> **Set problem**
Copy every entry below word for word, keeping each line unchanged.

> **Data for processing**

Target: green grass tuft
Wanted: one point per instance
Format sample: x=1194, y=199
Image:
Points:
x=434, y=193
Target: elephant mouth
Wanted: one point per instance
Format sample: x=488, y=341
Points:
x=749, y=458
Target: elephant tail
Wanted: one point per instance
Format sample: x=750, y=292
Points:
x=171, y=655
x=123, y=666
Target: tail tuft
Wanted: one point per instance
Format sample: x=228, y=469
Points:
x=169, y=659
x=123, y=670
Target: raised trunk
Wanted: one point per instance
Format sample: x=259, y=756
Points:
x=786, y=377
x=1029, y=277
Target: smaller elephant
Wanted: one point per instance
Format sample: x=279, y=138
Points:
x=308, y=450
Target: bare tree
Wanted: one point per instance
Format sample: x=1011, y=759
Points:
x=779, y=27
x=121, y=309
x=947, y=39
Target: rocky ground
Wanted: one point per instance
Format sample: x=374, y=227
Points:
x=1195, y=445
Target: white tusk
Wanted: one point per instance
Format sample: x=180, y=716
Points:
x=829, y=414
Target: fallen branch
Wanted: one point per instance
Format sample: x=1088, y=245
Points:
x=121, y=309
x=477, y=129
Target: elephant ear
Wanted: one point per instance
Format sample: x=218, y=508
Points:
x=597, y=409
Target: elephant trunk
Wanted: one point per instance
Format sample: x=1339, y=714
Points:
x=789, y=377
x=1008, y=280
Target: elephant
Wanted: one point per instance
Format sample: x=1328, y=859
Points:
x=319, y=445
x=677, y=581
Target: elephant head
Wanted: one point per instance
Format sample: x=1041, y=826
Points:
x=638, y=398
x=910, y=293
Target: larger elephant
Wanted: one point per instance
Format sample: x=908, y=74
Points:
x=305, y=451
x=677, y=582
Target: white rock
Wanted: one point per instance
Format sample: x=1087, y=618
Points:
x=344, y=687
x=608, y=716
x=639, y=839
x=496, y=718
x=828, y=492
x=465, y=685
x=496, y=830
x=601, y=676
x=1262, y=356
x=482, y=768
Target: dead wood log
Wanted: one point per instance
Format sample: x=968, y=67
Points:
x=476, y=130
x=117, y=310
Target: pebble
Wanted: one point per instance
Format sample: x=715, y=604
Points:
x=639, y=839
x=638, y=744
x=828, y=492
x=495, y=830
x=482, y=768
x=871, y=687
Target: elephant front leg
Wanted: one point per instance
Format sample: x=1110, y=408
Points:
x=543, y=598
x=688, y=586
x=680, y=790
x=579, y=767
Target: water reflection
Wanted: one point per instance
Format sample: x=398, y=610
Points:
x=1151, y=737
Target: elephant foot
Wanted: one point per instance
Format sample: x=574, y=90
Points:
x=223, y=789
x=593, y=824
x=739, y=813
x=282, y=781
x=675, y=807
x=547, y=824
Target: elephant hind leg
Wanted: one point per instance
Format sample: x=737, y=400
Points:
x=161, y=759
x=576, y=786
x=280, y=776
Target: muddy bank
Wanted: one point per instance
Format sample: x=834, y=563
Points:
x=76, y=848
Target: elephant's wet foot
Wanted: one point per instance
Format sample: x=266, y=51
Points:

> **Solution to this task**
Target: green grass tuft
Wanted: one point per instance
Format sample: x=1194, y=199
Image:
Points:
x=434, y=193
Target: elephant mouth
Wanted: one point per instance
Format sample: x=488, y=341
Points:
x=749, y=458
Target: elephant tail
Wanted: one point per instance
Format sample: x=750, y=292
Points:
x=171, y=655
x=123, y=666
Target: tail tuft
Wanted: one point per instance
Format sample: x=228, y=469
Points:
x=169, y=659
x=123, y=670
Target: raised trunk
Wanted: one point per instance
Format sample: x=259, y=756
Points:
x=786, y=377
x=1029, y=277
Target: smaller elephant
Wanted: one point per instance
Format sample: x=279, y=138
Points:
x=308, y=450
Target: bare tree
Wanted: one point per instance
Format sample: x=1011, y=759
Points:
x=779, y=27
x=121, y=309
x=947, y=39
Target: rocky ground
Wanted: one point per instance
Format sample: x=374, y=227
Points:
x=1195, y=445
Target: white tusk
Wanted: one point per instance
Format sample: x=180, y=716
Points:
x=829, y=414
Target: fallen branch
Wanted: one point per instance
Format sample: x=1088, y=245
Points:
x=121, y=309
x=477, y=129
Target: elephant ear
Wanted: one point per instance
Format sample: x=218, y=508
Points:
x=597, y=409
Target: elephant trunk
Wanted: one point per instance
Format sample: x=1339, y=714
Points:
x=789, y=377
x=1008, y=280
Target: elephant
Wanted: one point per instance
Format sample: x=1328, y=859
Points:
x=319, y=445
x=677, y=581
Target: elephant head
Wanted: one point per instance
Format sample: x=1041, y=826
Points:
x=638, y=398
x=910, y=293
Target: larger elephant
Wanted: one point per instance
Format sample: x=908, y=74
Points:
x=305, y=451
x=677, y=582
Target: white rock
Wanted: one point per instance
Format sample: x=1087, y=618
Points:
x=344, y=687
x=608, y=716
x=639, y=839
x=496, y=718
x=828, y=492
x=465, y=685
x=496, y=830
x=601, y=676
x=1262, y=356
x=482, y=768
Target: dead wood log
Wanted: one point per instance
Format sample: x=968, y=67
Points:
x=476, y=130
x=117, y=310
Target: pebble
Wanted: one point per instance
Format sample: x=715, y=604
Points:
x=639, y=839
x=638, y=744
x=828, y=492
x=495, y=830
x=482, y=768
x=871, y=687
Target: elephant front leg
Wanted: one point per instance
Format sample: x=1110, y=408
Points:
x=543, y=598
x=688, y=586
x=680, y=790
x=579, y=767
Target: water reflection
Wanted: one point per instance
Format sample: x=398, y=610
Points:
x=1151, y=737
Target: elephant foot
Wanted: one point per instance
Format sample: x=574, y=90
Points:
x=223, y=789
x=593, y=824
x=739, y=813
x=282, y=781
x=675, y=807
x=547, y=824
Target: elephant hind leg
Wanted: one point per instance
Format sample: x=737, y=400
Points:
x=161, y=759
x=576, y=786
x=280, y=776
Target: muddy bank
Wanted: one point per instance
Format sample: x=834, y=563
Points:
x=76, y=848
Target: elephant's wet foot
Wanted: one point per instance
Format sample: x=266, y=51
Points:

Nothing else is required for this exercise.